*** Opening of Data for this exercise ***

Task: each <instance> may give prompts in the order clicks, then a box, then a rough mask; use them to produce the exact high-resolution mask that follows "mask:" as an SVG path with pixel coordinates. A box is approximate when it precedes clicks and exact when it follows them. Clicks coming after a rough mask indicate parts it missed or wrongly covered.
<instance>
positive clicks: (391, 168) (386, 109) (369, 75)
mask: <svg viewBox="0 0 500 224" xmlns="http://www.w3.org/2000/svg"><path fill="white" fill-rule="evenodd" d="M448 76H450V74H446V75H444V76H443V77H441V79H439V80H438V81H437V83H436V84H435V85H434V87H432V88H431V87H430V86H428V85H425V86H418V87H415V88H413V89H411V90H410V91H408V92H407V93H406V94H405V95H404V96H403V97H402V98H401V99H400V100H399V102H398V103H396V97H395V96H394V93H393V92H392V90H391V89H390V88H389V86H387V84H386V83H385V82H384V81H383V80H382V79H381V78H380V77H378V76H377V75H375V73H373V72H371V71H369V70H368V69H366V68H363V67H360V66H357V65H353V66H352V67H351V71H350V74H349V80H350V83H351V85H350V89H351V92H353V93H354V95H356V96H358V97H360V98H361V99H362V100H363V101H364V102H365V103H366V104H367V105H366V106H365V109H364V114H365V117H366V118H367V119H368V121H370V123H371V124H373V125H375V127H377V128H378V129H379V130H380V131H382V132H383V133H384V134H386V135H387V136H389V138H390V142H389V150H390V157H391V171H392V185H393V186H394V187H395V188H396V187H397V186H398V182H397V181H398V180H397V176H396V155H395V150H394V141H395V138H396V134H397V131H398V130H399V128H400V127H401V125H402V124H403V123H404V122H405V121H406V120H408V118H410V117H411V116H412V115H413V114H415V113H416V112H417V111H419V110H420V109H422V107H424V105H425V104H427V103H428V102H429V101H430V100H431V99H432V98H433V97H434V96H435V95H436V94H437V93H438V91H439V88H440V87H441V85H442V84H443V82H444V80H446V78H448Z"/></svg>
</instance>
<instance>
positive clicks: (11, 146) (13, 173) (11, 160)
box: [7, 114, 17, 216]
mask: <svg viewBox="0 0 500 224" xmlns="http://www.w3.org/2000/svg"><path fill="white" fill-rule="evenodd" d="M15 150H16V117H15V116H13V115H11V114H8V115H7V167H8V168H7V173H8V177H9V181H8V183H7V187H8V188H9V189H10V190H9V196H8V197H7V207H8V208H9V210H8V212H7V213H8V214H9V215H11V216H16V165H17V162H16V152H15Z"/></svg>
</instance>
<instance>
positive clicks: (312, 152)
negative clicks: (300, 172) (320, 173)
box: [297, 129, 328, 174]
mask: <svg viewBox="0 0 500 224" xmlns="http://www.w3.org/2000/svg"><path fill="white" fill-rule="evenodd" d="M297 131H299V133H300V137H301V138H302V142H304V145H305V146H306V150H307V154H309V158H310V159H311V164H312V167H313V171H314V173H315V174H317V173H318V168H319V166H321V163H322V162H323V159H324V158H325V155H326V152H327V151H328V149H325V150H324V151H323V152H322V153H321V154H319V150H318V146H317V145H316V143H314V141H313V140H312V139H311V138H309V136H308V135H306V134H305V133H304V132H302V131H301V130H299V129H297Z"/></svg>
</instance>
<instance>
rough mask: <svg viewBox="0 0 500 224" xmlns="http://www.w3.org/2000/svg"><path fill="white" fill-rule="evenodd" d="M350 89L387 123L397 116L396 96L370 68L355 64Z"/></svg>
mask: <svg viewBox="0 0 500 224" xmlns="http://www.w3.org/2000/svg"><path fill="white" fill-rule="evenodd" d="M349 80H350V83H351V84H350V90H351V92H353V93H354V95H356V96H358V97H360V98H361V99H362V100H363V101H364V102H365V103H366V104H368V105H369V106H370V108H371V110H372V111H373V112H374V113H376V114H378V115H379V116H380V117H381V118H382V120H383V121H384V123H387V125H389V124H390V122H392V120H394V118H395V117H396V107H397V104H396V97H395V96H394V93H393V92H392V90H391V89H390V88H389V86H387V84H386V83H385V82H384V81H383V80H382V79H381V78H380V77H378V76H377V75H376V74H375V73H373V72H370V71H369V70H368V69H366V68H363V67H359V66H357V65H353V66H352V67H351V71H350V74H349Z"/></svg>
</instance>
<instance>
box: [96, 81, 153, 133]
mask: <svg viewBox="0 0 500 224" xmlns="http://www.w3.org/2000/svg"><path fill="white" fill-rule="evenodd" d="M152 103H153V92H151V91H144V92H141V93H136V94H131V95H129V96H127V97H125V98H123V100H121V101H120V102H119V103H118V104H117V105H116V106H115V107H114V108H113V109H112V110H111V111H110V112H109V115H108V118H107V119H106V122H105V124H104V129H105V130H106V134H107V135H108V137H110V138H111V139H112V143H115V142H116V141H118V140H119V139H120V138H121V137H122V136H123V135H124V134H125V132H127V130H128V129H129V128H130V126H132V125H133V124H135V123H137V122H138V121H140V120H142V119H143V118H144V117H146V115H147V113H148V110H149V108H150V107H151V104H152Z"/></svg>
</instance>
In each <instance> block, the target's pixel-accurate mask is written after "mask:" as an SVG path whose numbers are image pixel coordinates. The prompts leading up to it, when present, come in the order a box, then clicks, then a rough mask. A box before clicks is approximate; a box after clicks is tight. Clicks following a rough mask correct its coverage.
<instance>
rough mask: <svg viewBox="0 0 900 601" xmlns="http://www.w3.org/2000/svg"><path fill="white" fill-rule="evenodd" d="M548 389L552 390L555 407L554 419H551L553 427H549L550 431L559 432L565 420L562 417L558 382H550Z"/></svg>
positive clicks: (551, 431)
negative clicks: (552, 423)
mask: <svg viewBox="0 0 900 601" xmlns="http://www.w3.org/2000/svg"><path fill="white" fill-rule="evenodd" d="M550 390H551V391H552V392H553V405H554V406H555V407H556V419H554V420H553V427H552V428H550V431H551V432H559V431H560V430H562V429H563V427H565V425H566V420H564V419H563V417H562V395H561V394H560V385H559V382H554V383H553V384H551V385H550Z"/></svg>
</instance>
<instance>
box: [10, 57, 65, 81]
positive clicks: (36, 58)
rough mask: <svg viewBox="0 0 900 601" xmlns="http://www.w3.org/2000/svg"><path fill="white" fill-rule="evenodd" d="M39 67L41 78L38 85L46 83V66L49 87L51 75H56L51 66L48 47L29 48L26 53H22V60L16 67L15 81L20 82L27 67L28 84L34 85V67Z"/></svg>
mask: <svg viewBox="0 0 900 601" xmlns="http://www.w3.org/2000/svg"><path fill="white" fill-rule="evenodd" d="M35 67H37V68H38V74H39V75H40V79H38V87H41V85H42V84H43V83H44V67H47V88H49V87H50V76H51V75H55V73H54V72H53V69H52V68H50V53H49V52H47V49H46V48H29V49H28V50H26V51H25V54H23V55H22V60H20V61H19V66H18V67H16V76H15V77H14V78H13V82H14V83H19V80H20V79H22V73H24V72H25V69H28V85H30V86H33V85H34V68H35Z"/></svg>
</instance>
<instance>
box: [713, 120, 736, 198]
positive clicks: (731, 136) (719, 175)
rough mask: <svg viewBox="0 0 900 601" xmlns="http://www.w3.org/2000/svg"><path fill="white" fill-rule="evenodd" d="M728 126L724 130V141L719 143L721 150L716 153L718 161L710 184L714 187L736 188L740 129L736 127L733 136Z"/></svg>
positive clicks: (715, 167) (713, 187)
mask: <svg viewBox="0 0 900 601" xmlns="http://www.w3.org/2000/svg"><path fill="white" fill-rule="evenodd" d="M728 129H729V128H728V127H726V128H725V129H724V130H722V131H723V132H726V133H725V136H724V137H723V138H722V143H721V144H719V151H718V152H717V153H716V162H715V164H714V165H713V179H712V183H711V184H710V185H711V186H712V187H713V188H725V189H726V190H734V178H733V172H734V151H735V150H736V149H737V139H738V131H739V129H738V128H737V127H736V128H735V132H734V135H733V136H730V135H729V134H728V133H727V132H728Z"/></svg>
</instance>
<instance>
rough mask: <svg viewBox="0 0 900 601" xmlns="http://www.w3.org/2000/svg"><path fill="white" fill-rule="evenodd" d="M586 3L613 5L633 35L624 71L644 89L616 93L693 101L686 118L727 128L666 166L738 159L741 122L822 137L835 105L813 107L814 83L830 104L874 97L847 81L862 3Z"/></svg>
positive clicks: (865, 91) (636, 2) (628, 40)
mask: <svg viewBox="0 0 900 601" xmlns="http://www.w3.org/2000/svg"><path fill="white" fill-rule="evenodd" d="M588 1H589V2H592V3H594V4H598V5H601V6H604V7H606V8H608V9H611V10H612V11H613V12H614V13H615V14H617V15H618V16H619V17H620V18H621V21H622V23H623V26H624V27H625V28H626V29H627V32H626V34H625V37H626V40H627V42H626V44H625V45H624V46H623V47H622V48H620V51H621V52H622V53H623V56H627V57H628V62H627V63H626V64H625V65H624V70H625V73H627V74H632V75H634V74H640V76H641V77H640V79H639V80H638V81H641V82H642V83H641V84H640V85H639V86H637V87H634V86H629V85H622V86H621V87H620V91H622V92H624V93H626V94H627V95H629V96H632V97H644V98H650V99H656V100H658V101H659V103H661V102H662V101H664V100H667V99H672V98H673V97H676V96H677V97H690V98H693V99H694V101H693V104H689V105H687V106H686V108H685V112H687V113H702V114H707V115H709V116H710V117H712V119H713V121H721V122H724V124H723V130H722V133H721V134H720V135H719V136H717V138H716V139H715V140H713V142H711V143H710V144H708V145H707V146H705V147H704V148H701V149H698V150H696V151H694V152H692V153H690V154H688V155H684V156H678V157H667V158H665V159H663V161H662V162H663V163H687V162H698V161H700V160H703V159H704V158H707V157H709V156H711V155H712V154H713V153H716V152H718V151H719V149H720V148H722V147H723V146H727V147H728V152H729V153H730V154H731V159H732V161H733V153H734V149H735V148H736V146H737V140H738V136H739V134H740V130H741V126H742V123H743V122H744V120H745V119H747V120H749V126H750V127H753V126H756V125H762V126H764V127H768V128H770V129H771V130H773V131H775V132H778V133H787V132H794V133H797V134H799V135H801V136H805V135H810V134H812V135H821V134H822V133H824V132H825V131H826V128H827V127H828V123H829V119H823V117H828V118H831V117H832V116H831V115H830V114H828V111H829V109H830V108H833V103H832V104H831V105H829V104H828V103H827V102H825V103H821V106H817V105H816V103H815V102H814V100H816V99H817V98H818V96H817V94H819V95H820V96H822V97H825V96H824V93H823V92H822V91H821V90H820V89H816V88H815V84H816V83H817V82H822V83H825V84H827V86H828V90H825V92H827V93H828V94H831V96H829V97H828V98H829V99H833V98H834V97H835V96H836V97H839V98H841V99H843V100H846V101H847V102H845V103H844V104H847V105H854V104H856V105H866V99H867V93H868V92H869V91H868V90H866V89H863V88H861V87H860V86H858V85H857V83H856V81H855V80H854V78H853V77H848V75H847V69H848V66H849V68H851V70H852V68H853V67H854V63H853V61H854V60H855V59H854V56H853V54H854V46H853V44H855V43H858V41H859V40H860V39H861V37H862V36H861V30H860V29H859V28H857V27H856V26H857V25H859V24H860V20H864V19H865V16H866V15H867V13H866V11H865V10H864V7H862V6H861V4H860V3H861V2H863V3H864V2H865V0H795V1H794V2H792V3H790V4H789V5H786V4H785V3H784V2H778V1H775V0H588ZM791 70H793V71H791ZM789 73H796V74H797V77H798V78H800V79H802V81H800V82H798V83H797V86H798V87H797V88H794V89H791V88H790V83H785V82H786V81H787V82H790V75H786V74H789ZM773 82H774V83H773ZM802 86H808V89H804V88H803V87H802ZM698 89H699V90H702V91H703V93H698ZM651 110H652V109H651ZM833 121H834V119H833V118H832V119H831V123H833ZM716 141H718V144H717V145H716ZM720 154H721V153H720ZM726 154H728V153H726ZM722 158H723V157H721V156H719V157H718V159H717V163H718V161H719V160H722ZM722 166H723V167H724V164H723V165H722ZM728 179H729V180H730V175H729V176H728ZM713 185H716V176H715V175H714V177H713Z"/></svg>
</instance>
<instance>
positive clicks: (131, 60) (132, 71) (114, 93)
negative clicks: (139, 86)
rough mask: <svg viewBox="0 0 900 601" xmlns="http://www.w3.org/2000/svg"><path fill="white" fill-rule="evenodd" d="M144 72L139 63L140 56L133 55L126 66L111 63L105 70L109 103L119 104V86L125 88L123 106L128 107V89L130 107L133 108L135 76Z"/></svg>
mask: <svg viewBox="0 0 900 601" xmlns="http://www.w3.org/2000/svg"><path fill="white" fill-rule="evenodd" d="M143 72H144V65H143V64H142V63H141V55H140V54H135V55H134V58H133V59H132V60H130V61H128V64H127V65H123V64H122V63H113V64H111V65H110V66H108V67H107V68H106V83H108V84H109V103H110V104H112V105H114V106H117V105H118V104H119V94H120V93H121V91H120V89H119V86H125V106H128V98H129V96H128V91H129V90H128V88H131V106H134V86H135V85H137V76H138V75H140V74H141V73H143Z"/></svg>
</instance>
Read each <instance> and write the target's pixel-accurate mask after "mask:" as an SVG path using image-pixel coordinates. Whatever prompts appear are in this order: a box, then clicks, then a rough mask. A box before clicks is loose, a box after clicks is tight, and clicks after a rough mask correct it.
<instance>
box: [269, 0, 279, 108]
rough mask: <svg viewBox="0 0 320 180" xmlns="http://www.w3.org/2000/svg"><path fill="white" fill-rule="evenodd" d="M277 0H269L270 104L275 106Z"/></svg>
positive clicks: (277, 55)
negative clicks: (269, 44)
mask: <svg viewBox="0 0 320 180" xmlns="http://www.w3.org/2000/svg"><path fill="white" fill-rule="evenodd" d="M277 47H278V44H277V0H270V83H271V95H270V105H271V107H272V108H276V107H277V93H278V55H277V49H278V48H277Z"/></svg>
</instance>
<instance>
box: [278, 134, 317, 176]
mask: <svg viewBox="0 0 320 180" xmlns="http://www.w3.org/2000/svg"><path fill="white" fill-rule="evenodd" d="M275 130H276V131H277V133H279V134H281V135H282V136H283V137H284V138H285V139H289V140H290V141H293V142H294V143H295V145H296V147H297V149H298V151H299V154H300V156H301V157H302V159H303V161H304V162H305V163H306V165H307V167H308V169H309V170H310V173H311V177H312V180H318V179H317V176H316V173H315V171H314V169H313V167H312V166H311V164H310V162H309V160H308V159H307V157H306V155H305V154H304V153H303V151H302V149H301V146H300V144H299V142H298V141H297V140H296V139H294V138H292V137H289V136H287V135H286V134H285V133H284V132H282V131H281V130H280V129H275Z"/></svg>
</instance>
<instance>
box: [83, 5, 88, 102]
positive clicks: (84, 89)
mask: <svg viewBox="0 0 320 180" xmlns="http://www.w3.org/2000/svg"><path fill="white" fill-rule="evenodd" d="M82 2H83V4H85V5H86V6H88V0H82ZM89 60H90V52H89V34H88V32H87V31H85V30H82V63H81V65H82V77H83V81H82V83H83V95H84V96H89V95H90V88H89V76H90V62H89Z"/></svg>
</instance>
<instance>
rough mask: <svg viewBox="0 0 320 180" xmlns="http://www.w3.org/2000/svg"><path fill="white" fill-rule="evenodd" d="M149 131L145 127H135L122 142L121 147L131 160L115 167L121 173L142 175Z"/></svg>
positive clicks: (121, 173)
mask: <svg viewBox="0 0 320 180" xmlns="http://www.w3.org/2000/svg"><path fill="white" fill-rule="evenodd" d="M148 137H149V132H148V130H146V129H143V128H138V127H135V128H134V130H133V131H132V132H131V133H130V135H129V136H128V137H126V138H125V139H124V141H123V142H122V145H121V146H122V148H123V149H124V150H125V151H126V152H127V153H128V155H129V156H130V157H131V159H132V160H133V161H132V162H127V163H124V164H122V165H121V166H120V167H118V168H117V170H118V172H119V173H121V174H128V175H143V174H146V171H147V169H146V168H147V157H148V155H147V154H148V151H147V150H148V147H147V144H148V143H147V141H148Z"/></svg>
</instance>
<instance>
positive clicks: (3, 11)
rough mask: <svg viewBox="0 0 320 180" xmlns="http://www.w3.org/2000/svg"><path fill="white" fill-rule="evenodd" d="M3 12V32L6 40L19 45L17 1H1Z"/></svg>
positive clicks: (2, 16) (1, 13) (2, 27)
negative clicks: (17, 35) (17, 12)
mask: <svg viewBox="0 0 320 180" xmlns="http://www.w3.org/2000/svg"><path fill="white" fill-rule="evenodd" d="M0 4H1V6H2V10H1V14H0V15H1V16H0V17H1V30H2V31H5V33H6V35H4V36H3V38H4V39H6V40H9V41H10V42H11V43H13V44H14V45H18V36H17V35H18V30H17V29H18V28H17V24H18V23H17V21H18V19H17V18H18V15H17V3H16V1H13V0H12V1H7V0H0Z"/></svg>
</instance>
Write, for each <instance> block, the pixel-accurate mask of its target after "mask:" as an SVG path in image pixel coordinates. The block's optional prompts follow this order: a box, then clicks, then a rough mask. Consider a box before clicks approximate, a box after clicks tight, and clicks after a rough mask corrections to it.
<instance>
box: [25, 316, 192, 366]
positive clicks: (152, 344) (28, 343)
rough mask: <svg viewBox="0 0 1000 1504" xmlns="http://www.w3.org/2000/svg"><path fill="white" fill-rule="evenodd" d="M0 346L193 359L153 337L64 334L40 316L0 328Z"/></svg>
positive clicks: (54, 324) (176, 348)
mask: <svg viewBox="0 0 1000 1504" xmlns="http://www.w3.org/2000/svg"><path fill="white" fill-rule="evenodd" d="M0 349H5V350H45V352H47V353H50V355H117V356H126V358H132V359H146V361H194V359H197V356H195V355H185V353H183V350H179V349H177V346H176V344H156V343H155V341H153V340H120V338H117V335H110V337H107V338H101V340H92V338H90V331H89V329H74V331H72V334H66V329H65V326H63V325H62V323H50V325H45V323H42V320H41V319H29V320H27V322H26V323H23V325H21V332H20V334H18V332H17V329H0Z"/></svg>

*** Close of Data for this exercise ***

*What you should do*: Count the lines above that contain the word "negative", with case counting. Give only the number.

*Task output*: 5